INPUT DATA:
>> Begin

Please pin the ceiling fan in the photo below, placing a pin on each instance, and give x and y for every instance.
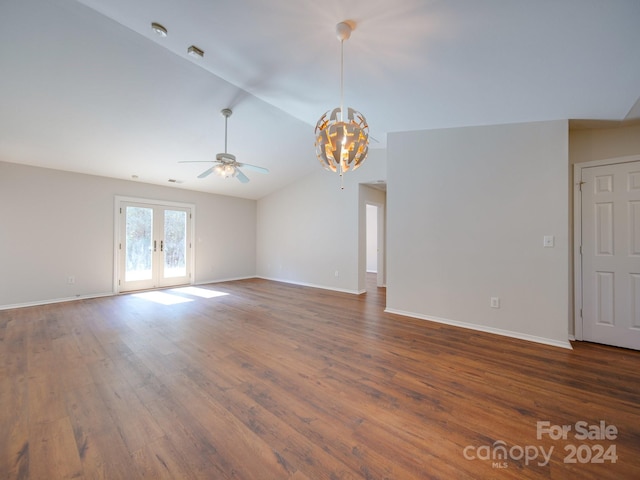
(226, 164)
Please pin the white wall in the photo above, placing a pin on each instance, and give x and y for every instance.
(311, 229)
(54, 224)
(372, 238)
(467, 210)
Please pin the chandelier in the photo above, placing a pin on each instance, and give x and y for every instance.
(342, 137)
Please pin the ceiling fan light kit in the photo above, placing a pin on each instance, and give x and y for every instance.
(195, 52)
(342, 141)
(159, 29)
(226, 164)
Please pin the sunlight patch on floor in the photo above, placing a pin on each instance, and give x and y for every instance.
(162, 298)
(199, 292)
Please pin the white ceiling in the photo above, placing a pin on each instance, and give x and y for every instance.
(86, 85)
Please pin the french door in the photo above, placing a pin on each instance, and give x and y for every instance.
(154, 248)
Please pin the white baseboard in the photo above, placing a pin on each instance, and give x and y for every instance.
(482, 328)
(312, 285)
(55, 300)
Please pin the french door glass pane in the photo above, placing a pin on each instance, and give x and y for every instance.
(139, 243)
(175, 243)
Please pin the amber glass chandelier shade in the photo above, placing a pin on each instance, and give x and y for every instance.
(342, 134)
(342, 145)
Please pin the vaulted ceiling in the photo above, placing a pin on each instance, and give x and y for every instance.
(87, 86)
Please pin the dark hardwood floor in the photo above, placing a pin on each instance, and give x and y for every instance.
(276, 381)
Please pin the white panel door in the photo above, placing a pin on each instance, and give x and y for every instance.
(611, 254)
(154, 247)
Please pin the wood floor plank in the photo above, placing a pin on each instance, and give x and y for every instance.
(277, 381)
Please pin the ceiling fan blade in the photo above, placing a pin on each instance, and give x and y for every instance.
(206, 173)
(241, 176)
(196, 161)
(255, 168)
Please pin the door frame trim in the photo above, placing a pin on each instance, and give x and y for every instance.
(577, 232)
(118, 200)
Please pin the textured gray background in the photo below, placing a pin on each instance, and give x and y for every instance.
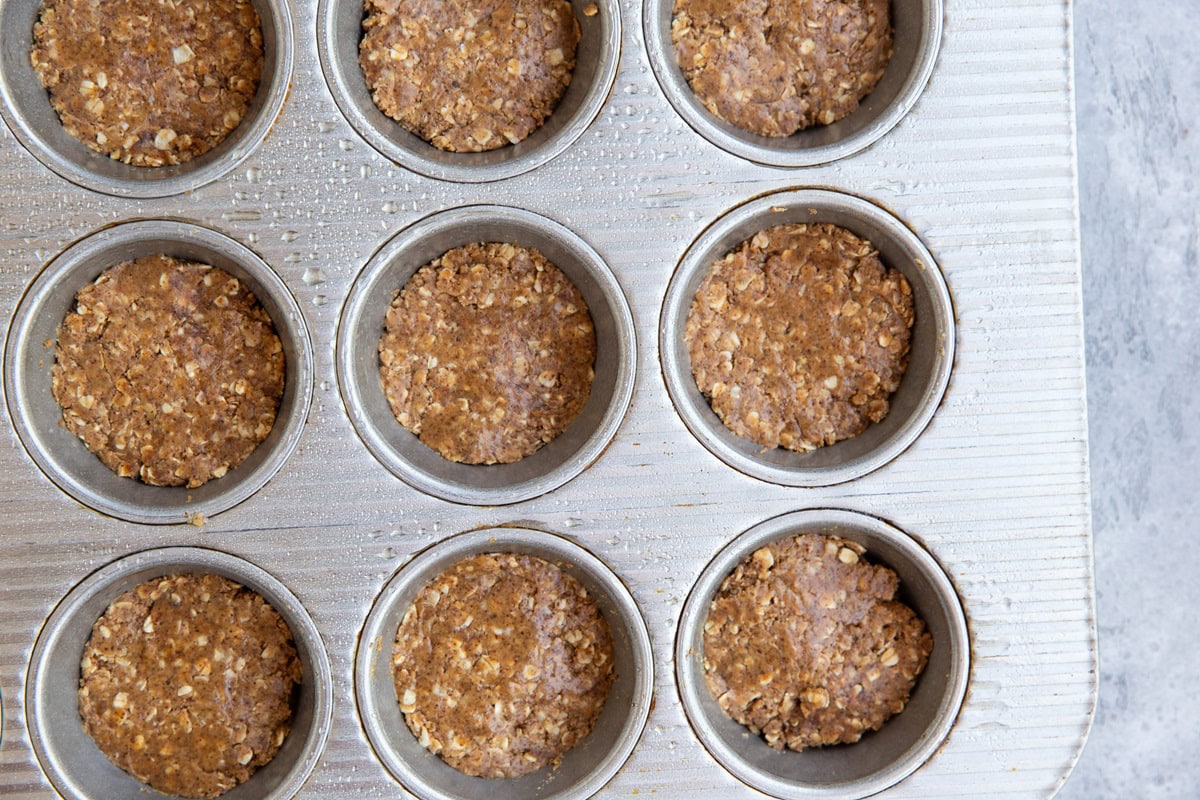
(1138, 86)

>> End
>> Begin

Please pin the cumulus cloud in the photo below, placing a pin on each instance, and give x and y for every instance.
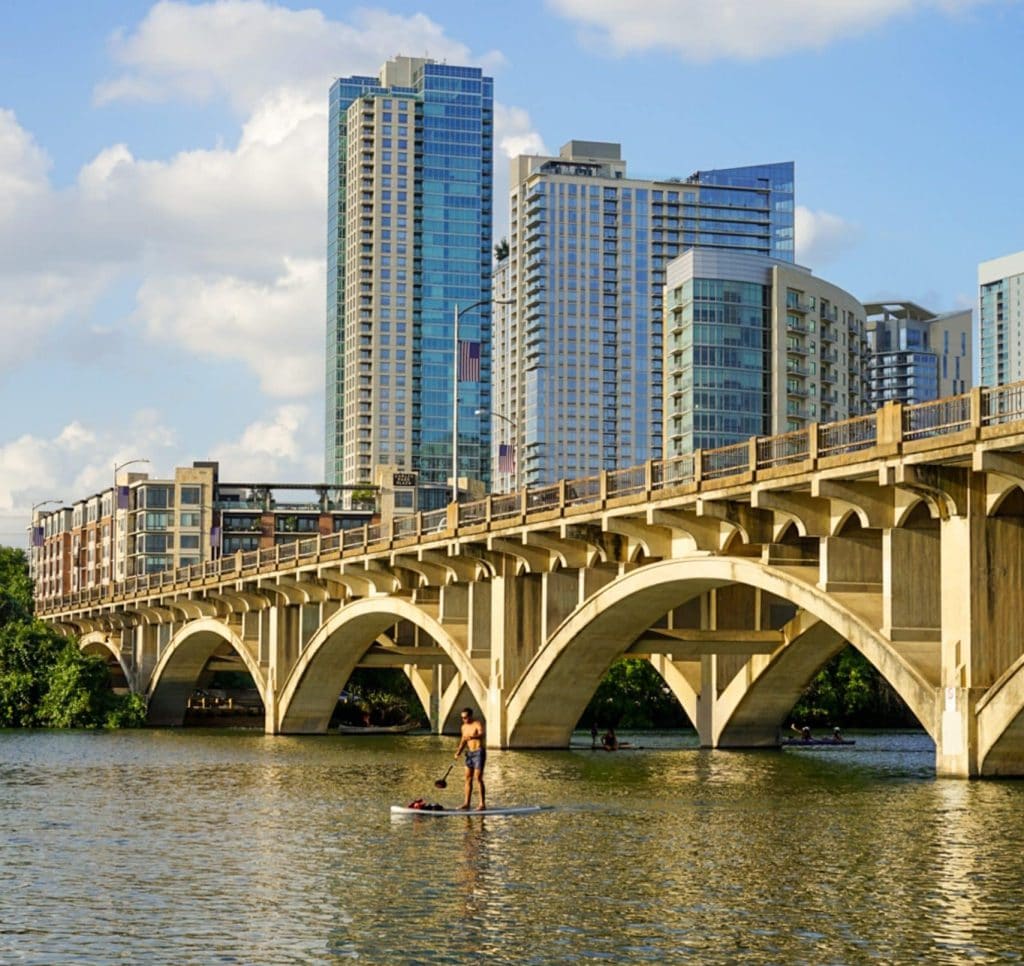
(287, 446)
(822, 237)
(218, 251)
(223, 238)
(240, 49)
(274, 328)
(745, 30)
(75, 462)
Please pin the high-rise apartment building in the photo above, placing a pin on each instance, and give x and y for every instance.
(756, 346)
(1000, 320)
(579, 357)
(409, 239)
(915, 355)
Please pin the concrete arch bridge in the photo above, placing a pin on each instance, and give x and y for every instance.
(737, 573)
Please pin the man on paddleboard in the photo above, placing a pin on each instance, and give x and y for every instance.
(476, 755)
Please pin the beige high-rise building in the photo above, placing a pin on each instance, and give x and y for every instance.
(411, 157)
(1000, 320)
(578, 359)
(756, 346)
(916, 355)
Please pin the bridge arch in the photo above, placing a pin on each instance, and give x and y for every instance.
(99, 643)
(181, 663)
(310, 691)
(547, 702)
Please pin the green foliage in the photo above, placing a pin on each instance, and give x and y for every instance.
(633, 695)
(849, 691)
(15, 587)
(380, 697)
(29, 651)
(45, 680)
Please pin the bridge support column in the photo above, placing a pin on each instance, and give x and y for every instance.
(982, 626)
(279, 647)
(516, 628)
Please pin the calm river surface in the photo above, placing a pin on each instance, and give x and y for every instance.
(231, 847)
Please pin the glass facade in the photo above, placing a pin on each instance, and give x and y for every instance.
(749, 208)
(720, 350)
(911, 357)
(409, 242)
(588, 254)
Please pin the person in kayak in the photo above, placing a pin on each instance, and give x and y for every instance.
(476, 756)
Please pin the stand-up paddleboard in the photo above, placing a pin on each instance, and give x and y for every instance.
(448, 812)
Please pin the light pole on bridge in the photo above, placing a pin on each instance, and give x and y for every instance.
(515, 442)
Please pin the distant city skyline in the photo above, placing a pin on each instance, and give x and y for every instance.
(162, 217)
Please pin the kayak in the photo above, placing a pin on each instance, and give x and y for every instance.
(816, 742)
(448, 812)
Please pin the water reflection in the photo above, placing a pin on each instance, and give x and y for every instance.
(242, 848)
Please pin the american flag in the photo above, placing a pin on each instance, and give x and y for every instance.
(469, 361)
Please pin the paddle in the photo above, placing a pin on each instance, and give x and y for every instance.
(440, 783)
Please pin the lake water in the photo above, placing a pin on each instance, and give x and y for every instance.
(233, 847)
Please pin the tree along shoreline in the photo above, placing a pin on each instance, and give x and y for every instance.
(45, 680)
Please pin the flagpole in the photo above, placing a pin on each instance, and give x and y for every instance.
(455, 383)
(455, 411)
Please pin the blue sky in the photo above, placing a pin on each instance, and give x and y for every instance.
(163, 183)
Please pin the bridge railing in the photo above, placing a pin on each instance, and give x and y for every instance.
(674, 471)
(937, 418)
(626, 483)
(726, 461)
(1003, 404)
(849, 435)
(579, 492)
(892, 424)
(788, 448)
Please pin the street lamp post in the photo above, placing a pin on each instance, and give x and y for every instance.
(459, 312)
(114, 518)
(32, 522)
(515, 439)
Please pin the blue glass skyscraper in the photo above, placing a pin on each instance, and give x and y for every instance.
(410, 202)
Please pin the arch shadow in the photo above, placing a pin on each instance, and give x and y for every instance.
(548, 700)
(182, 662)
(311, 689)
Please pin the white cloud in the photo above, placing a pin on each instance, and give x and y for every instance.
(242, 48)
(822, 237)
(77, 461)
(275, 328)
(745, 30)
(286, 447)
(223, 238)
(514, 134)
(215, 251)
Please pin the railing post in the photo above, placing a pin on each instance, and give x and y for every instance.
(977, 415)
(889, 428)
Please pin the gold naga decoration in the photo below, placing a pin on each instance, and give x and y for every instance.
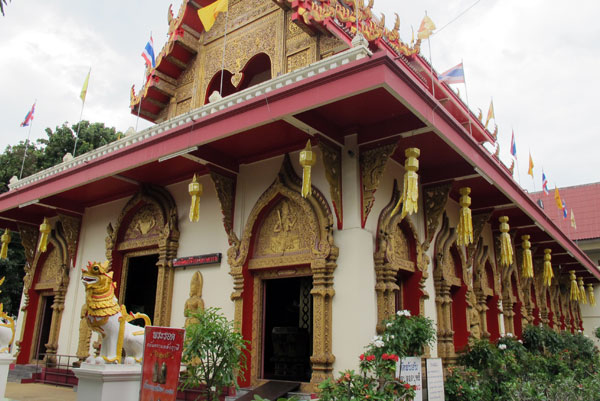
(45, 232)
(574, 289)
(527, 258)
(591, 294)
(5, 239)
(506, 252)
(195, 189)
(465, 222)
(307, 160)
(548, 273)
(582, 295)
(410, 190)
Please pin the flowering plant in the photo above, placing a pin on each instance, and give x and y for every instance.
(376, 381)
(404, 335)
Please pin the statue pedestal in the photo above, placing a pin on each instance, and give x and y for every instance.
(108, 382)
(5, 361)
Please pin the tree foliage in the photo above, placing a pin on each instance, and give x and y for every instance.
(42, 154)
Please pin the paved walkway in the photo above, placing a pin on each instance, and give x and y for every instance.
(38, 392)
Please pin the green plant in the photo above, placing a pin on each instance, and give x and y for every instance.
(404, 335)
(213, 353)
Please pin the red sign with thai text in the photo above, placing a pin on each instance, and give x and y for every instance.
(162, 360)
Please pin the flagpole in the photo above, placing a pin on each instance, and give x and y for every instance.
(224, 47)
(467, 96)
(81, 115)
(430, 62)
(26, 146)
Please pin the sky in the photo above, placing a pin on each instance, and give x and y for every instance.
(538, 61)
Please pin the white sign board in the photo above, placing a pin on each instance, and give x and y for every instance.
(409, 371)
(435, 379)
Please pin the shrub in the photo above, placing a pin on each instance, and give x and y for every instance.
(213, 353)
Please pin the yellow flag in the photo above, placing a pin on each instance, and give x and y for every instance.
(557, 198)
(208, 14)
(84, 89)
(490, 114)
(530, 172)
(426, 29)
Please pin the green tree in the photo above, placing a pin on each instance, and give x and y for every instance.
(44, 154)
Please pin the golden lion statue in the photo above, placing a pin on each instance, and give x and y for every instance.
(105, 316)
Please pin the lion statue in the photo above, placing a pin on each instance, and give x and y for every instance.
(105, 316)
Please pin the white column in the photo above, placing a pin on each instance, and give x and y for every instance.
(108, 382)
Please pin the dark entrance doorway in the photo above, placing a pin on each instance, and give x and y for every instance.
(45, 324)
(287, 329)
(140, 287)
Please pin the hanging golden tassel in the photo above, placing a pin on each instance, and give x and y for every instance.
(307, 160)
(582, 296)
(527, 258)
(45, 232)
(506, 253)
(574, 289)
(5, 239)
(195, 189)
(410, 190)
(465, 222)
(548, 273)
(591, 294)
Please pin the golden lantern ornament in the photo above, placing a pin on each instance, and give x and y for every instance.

>> End

WHAT IS BEING ASKED: Return every line above that contains the string "high", copying each one in full.

WRITTEN SOLUTION:
Please pin the high-rise apartment building in the photo above, placing a pin on each instance, and give x and y for every instance.
Please pin the beige high-rise building in the photo above, placing a pin on each instance, and give x and y for every instance.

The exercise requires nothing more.